▸ **EXERCISE DESCRIPTION**
Please write the lines from the one with "[Batch spec] Target class: green" through the one with "92, 190, 116]]" as a two-column CSV with the headers input and output, giving each text and the answer after it a single row. Put every field in quotation marks, and replace line breaks with spaces.

##########

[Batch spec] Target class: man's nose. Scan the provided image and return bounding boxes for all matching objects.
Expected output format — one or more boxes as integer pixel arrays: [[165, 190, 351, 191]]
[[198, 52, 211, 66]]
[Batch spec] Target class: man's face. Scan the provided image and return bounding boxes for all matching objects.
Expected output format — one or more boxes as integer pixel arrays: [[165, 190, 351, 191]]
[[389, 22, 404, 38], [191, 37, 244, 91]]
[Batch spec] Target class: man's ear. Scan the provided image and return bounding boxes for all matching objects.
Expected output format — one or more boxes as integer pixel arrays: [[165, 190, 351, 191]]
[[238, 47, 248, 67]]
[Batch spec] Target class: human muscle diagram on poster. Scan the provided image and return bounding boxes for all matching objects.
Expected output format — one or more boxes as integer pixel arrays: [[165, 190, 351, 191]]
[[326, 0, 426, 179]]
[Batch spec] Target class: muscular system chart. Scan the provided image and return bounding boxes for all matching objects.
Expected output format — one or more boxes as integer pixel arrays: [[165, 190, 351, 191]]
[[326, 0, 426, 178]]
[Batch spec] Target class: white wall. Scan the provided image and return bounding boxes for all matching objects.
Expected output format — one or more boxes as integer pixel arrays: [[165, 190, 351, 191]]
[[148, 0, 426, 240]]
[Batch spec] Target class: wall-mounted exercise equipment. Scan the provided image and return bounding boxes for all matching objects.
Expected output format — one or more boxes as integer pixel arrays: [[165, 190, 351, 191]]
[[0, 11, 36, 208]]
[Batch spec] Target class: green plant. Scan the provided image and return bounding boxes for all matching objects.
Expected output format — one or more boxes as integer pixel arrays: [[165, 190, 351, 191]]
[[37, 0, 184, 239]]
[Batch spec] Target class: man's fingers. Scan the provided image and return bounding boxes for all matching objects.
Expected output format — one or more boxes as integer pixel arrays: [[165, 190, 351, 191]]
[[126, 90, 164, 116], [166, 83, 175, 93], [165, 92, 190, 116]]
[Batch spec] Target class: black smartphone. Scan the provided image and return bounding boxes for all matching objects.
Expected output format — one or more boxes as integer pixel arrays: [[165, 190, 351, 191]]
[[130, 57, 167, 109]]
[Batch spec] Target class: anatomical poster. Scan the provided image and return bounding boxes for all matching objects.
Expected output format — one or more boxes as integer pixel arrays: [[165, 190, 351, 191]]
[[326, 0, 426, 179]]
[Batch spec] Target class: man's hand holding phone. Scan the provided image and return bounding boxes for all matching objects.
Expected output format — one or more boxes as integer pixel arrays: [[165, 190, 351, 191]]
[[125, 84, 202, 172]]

##########

▸ **RESPONSE**
input,output
"[Batch spec] Target class: green plant. Scan the provided image and return bounding boxes for all matching objects. Expected output format — one or more boxes as integer pixel arrays: [[165, 190, 351, 191]]","[[37, 0, 184, 239]]"
"[Batch spec] Target class: man's fingers. Scan the provided image and return bounding boxes for all matching objects. Expected output format — one or more boxes as integer pixel arrays: [[165, 190, 351, 191]]","[[126, 90, 164, 116], [166, 83, 175, 93], [165, 92, 190, 116]]"